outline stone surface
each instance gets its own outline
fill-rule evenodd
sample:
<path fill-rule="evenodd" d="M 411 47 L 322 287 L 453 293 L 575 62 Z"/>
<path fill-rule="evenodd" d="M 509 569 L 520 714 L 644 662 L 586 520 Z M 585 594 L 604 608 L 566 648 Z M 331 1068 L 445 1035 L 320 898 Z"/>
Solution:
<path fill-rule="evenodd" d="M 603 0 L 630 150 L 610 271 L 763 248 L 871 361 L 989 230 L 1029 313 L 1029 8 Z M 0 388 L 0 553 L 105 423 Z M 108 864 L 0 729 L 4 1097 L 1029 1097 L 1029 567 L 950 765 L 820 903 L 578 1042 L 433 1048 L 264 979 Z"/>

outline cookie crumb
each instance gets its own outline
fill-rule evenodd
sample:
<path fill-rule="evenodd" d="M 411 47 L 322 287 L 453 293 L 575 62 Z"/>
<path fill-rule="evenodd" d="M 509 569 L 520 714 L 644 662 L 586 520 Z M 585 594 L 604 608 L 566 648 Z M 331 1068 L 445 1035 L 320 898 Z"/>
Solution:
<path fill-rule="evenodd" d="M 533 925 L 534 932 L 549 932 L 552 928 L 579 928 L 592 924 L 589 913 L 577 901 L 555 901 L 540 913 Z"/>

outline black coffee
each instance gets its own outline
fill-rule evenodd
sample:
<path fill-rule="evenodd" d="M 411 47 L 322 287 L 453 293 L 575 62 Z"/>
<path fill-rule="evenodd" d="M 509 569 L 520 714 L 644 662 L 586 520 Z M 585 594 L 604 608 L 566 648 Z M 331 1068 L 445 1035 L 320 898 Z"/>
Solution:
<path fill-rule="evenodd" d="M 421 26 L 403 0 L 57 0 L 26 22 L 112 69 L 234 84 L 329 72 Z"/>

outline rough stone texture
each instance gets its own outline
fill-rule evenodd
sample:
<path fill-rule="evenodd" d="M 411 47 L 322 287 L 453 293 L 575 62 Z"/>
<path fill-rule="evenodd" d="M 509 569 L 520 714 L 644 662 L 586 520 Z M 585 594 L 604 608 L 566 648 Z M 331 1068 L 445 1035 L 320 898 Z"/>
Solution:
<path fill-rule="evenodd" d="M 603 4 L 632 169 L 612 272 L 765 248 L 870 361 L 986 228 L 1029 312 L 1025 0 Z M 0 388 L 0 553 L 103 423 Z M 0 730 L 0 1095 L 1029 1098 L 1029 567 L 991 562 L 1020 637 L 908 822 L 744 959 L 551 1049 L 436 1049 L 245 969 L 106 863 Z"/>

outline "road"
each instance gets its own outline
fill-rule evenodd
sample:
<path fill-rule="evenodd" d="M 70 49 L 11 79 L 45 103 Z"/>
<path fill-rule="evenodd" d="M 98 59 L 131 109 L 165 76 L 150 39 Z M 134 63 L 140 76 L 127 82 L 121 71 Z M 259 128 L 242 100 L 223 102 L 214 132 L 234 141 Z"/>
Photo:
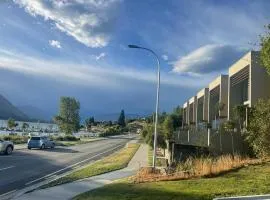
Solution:
<path fill-rule="evenodd" d="M 21 149 L 0 155 L 0 196 L 93 162 L 122 148 L 131 137 L 114 137 L 72 147 Z"/>

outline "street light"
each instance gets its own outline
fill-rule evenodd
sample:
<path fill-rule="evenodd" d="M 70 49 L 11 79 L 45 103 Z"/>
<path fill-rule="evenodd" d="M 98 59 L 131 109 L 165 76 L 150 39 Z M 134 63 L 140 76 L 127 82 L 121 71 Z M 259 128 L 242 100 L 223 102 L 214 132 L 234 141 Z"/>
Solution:
<path fill-rule="evenodd" d="M 157 54 L 151 49 L 140 47 L 137 45 L 132 45 L 132 44 L 128 45 L 128 47 L 132 49 L 143 49 L 143 50 L 149 51 L 155 56 L 157 60 L 157 70 L 158 70 L 157 72 L 157 99 L 156 99 L 156 120 L 155 120 L 154 151 L 153 151 L 153 168 L 155 168 L 156 167 L 156 152 L 157 152 L 157 124 L 158 124 L 158 110 L 159 110 L 160 61 L 158 59 Z"/>

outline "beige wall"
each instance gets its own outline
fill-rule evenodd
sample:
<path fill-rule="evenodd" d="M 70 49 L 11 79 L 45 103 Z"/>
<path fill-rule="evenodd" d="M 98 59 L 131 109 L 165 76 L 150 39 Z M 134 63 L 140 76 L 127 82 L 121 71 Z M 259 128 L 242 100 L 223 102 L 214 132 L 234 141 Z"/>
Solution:
<path fill-rule="evenodd" d="M 197 112 L 196 112 L 197 111 L 197 96 L 190 98 L 188 102 L 189 102 L 189 109 L 191 108 L 191 106 L 193 108 L 192 116 L 189 116 L 188 119 L 191 120 L 192 122 L 196 122 L 196 119 L 197 119 Z M 189 121 L 188 124 L 190 124 L 191 121 Z"/>
<path fill-rule="evenodd" d="M 224 103 L 225 107 L 222 111 L 219 112 L 219 116 L 227 117 L 228 110 L 228 75 L 221 76 L 220 84 L 220 99 L 219 102 Z"/>
<path fill-rule="evenodd" d="M 266 73 L 265 68 L 260 65 L 259 52 L 251 51 L 240 58 L 229 68 L 230 77 L 238 73 L 245 67 L 249 67 L 249 88 L 248 88 L 248 105 L 254 106 L 260 98 L 270 98 L 270 76 Z M 229 82 L 230 86 L 230 82 Z M 229 87 L 229 94 L 230 87 Z M 231 96 L 228 96 L 228 119 L 232 115 Z"/>
<path fill-rule="evenodd" d="M 208 121 L 208 95 L 209 95 L 209 89 L 203 88 L 197 93 L 197 111 L 196 111 L 196 124 L 198 123 L 198 100 L 200 98 L 203 98 L 203 120 Z"/>
<path fill-rule="evenodd" d="M 220 86 L 219 89 L 219 103 L 224 104 L 224 109 L 219 112 L 219 115 L 222 117 L 227 117 L 227 110 L 228 110 L 228 75 L 220 75 L 214 81 L 209 84 L 209 96 L 208 96 L 208 121 L 210 120 L 209 110 L 210 107 L 215 105 L 210 105 L 210 92 L 214 88 Z"/>
<path fill-rule="evenodd" d="M 270 75 L 260 65 L 259 53 L 251 52 L 250 106 L 260 98 L 270 98 Z"/>

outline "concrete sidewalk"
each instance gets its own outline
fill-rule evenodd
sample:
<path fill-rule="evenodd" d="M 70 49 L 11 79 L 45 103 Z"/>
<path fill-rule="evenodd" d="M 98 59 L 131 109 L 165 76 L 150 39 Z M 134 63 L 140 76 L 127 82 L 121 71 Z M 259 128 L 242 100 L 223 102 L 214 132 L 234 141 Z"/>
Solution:
<path fill-rule="evenodd" d="M 27 143 L 14 145 L 14 150 L 20 150 L 20 149 L 27 149 Z"/>
<path fill-rule="evenodd" d="M 147 152 L 148 146 L 146 144 L 142 144 L 138 149 L 138 151 L 135 153 L 134 157 L 129 162 L 128 166 L 124 169 L 98 176 L 93 176 L 90 178 L 59 185 L 56 187 L 51 187 L 43 190 L 36 190 L 14 199 L 19 200 L 71 199 L 72 197 L 80 193 L 102 187 L 106 184 L 112 183 L 115 180 L 126 178 L 136 174 L 136 172 L 140 167 L 148 165 Z"/>

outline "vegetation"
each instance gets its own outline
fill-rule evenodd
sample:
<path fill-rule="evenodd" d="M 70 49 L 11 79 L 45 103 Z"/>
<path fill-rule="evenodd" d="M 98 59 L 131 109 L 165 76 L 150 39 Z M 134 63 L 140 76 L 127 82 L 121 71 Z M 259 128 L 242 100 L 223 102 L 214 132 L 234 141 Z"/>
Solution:
<path fill-rule="evenodd" d="M 223 123 L 223 128 L 225 129 L 225 131 L 233 132 L 235 128 L 235 122 L 233 120 L 228 120 Z"/>
<path fill-rule="evenodd" d="M 246 140 L 258 157 L 270 156 L 270 99 L 259 100 L 249 116 Z"/>
<path fill-rule="evenodd" d="M 7 135 L 7 136 L 0 136 L 0 139 L 12 141 L 14 144 L 25 144 L 27 143 L 28 136 L 19 136 L 19 135 Z"/>
<path fill-rule="evenodd" d="M 261 36 L 261 53 L 260 59 L 262 66 L 270 75 L 270 24 L 266 26 L 266 34 Z"/>
<path fill-rule="evenodd" d="M 99 137 L 107 137 L 120 134 L 122 134 L 122 129 L 120 126 L 116 125 L 106 128 L 104 132 L 99 134 Z"/>
<path fill-rule="evenodd" d="M 87 144 L 89 142 L 94 142 L 101 140 L 102 138 L 82 138 L 79 140 L 54 140 L 57 146 L 73 146 L 78 144 Z"/>
<path fill-rule="evenodd" d="M 157 128 L 157 145 L 160 148 L 166 148 L 166 138 L 164 136 L 164 132 L 162 129 L 162 126 L 158 126 Z M 142 138 L 144 139 L 144 141 L 150 145 L 151 147 L 153 147 L 154 145 L 154 126 L 152 124 L 146 124 L 142 130 L 142 134 L 141 134 Z"/>
<path fill-rule="evenodd" d="M 24 122 L 22 125 L 22 129 L 25 131 L 28 128 L 29 128 L 29 124 Z"/>
<path fill-rule="evenodd" d="M 143 168 L 137 173 L 134 181 L 141 183 L 190 179 L 196 177 L 213 177 L 233 169 L 235 170 L 249 164 L 257 163 L 261 163 L 261 160 L 249 159 L 239 155 L 189 157 L 184 162 L 178 163 L 175 167 L 168 168 L 165 173 L 158 169 L 153 172 L 151 168 Z"/>
<path fill-rule="evenodd" d="M 86 131 L 89 131 L 91 129 L 91 126 L 95 125 L 95 118 L 94 117 L 86 118 L 84 124 L 86 127 Z"/>
<path fill-rule="evenodd" d="M 12 118 L 9 118 L 8 121 L 7 121 L 7 124 L 8 124 L 8 128 L 10 129 L 13 129 L 15 128 L 16 126 L 18 126 L 18 124 L 15 122 L 14 119 Z"/>
<path fill-rule="evenodd" d="M 7 136 L 0 136 L 0 139 L 8 140 L 14 142 L 14 144 L 26 144 L 27 140 L 29 139 L 28 136 L 20 136 L 20 135 L 7 135 Z M 85 144 L 92 141 L 100 140 L 101 138 L 76 138 L 74 136 L 52 136 L 52 140 L 56 142 L 57 146 L 72 146 L 77 144 Z"/>
<path fill-rule="evenodd" d="M 80 128 L 80 102 L 72 97 L 60 98 L 59 114 L 54 120 L 61 131 L 66 134 L 72 134 Z"/>
<path fill-rule="evenodd" d="M 164 136 L 166 139 L 170 140 L 173 137 L 173 118 L 171 115 L 166 116 L 164 122 L 163 122 L 163 128 L 164 128 Z"/>
<path fill-rule="evenodd" d="M 173 137 L 173 132 L 182 126 L 182 108 L 177 106 L 172 113 L 163 112 L 159 115 L 159 124 L 157 128 L 157 143 L 160 148 L 166 148 L 166 140 Z M 141 136 L 144 141 L 153 146 L 154 126 L 152 116 L 146 118 L 146 124 L 143 127 Z"/>
<path fill-rule="evenodd" d="M 83 193 L 76 200 L 210 200 L 215 197 L 270 193 L 270 163 L 251 165 L 212 178 L 134 184 L 131 179 Z"/>
<path fill-rule="evenodd" d="M 52 187 L 79 179 L 107 173 L 110 171 L 122 169 L 126 167 L 139 148 L 139 144 L 128 144 L 122 150 L 116 152 L 113 155 L 105 157 L 93 164 L 86 166 L 83 169 L 75 171 L 67 176 L 59 178 L 55 181 L 50 182 L 49 184 L 42 186 L 42 188 Z"/>
<path fill-rule="evenodd" d="M 233 108 L 233 118 L 238 123 L 240 130 L 243 129 L 245 117 L 246 117 L 245 105 L 238 105 Z"/>
<path fill-rule="evenodd" d="M 125 111 L 121 110 L 120 116 L 118 118 L 118 125 L 121 127 L 126 126 L 126 117 L 125 117 Z"/>

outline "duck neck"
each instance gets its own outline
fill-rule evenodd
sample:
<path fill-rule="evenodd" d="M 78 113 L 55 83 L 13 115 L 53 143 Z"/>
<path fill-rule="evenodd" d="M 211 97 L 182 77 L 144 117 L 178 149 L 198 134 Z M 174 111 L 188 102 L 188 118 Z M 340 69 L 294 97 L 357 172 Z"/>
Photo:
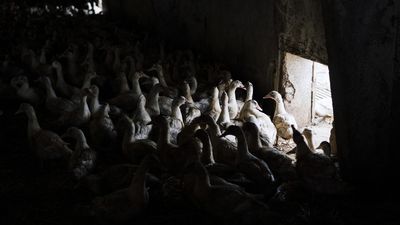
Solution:
<path fill-rule="evenodd" d="M 92 75 L 86 74 L 85 79 L 83 80 L 81 90 L 89 88 L 90 85 L 92 84 L 92 79 L 93 79 Z"/>
<path fill-rule="evenodd" d="M 283 104 L 283 99 L 282 98 L 278 98 L 276 101 L 276 108 L 275 108 L 275 113 L 274 116 L 278 115 L 278 114 L 285 114 L 286 110 L 285 110 L 285 105 Z"/>
<path fill-rule="evenodd" d="M 146 107 L 150 109 L 155 115 L 160 115 L 160 105 L 158 104 L 158 99 L 160 98 L 160 91 L 157 87 L 153 87 L 149 93 L 149 98 L 146 102 Z"/>
<path fill-rule="evenodd" d="M 224 97 L 224 95 L 222 96 Z M 226 123 L 226 122 L 230 122 L 231 119 L 229 117 L 229 108 L 228 108 L 228 101 L 227 100 L 223 100 L 222 102 L 222 111 L 221 114 L 218 118 L 218 121 L 220 123 Z"/>
<path fill-rule="evenodd" d="M 185 88 L 184 88 L 184 90 L 185 90 L 185 98 L 186 98 L 186 101 L 188 102 L 188 103 L 194 103 L 193 102 L 193 98 L 192 98 L 192 94 L 191 94 L 191 92 L 190 92 L 190 86 L 189 86 L 189 84 L 186 84 L 185 85 Z"/>
<path fill-rule="evenodd" d="M 167 81 L 165 81 L 164 71 L 162 69 L 158 70 L 157 74 L 158 74 L 158 80 L 160 81 L 161 86 L 167 88 L 168 84 L 167 84 Z"/>
<path fill-rule="evenodd" d="M 126 79 L 125 74 L 121 75 L 119 90 L 120 90 L 119 93 L 124 93 L 124 92 L 130 91 L 130 88 L 128 85 L 128 80 Z"/>
<path fill-rule="evenodd" d="M 83 150 L 90 148 L 86 141 L 85 134 L 81 130 L 78 130 L 78 132 L 75 134 L 75 139 L 76 139 L 75 150 Z"/>
<path fill-rule="evenodd" d="M 159 128 L 159 135 L 157 140 L 157 146 L 165 146 L 170 144 L 169 124 L 166 123 Z"/>
<path fill-rule="evenodd" d="M 199 165 L 200 166 L 200 165 Z M 197 171 L 196 183 L 194 185 L 193 193 L 197 199 L 205 199 L 208 194 L 208 190 L 211 187 L 210 177 L 204 167 L 200 167 Z"/>
<path fill-rule="evenodd" d="M 129 185 L 129 195 L 135 202 L 143 202 L 147 199 L 146 174 L 149 170 L 147 162 L 142 161 L 135 172 L 131 184 Z"/>
<path fill-rule="evenodd" d="M 131 144 L 131 143 L 133 143 L 135 141 L 136 141 L 136 139 L 135 139 L 135 125 L 131 121 L 129 121 L 128 127 L 127 127 L 127 129 L 126 129 L 126 131 L 124 133 L 124 137 L 123 137 L 122 142 L 123 142 L 123 144 L 125 146 L 125 145 Z"/>
<path fill-rule="evenodd" d="M 140 88 L 139 77 L 133 77 L 132 79 L 132 93 L 135 95 L 141 95 L 142 89 Z"/>
<path fill-rule="evenodd" d="M 243 131 L 241 131 L 239 134 L 237 134 L 236 138 L 237 138 L 237 141 L 238 141 L 238 156 L 239 156 L 239 159 L 244 159 L 250 153 L 249 153 L 249 149 L 247 147 L 247 141 L 246 141 L 246 138 L 244 137 Z"/>
<path fill-rule="evenodd" d="M 253 85 L 248 85 L 245 102 L 253 99 Z"/>
<path fill-rule="evenodd" d="M 221 112 L 221 105 L 219 104 L 219 98 L 218 98 L 218 89 L 214 90 L 212 99 L 211 99 L 211 109 L 213 111 Z"/>
<path fill-rule="evenodd" d="M 303 158 L 304 156 L 307 156 L 311 154 L 310 148 L 307 146 L 306 142 L 304 139 L 300 143 L 296 143 L 296 160 L 299 160 Z"/>
<path fill-rule="evenodd" d="M 40 131 L 41 128 L 34 110 L 27 111 L 26 115 L 28 116 L 28 136 L 31 137 L 34 133 Z"/>
<path fill-rule="evenodd" d="M 46 79 L 48 79 L 48 78 L 46 78 Z M 46 87 L 46 95 L 47 95 L 46 97 L 47 97 L 47 99 L 57 98 L 56 92 L 54 91 L 50 80 L 45 81 L 45 87 Z"/>
<path fill-rule="evenodd" d="M 211 140 L 208 137 L 203 138 L 203 153 L 201 154 L 201 162 L 204 165 L 214 164 L 214 154 L 212 150 Z"/>
<path fill-rule="evenodd" d="M 229 103 L 230 104 L 237 104 L 236 102 L 236 87 L 230 87 L 228 90 L 228 97 L 229 97 Z"/>
<path fill-rule="evenodd" d="M 62 68 L 61 68 L 61 67 L 59 67 L 59 68 L 56 69 L 56 75 L 57 75 L 57 83 L 56 83 L 56 86 L 57 86 L 57 87 L 65 87 L 65 86 L 66 86 L 66 83 L 65 83 L 65 80 L 64 80 L 64 75 L 63 75 L 63 72 L 62 72 Z"/>
<path fill-rule="evenodd" d="M 310 148 L 310 150 L 311 150 L 312 152 L 315 152 L 315 146 L 314 146 L 314 138 L 313 138 L 313 135 L 310 134 L 310 135 L 304 135 L 304 136 L 306 137 L 306 141 L 307 141 L 307 144 L 308 144 L 308 147 Z"/>
<path fill-rule="evenodd" d="M 176 105 L 172 106 L 171 117 L 178 119 L 178 120 L 182 121 L 182 123 L 183 123 L 183 116 L 182 116 L 182 111 L 181 111 L 180 106 L 181 106 L 180 104 L 176 104 Z"/>
<path fill-rule="evenodd" d="M 208 132 L 210 135 L 211 140 L 213 140 L 214 138 L 218 138 L 221 135 L 221 129 L 219 128 L 218 124 L 213 121 L 213 122 L 208 122 Z"/>
<path fill-rule="evenodd" d="M 151 121 L 151 117 L 145 108 L 145 103 L 141 102 L 138 104 L 133 120 L 135 122 L 140 121 L 144 123 Z"/>
<path fill-rule="evenodd" d="M 101 107 L 100 103 L 99 103 L 99 95 L 96 94 L 90 98 L 88 98 L 88 107 L 90 112 L 92 112 L 93 114 L 97 113 Z"/>
<path fill-rule="evenodd" d="M 80 110 L 81 110 L 81 114 L 86 116 L 87 114 L 90 114 L 90 110 L 89 110 L 89 106 L 87 104 L 87 96 L 84 95 L 81 98 L 81 102 L 80 102 Z"/>
<path fill-rule="evenodd" d="M 247 146 L 249 149 L 255 151 L 262 147 L 261 140 L 260 140 L 260 133 L 259 132 L 249 132 L 246 133 L 246 141 Z"/>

*Work instructions*
Pick out each line in the material containing "stone".

*Response area*
outline stone surface
outline rough stone texture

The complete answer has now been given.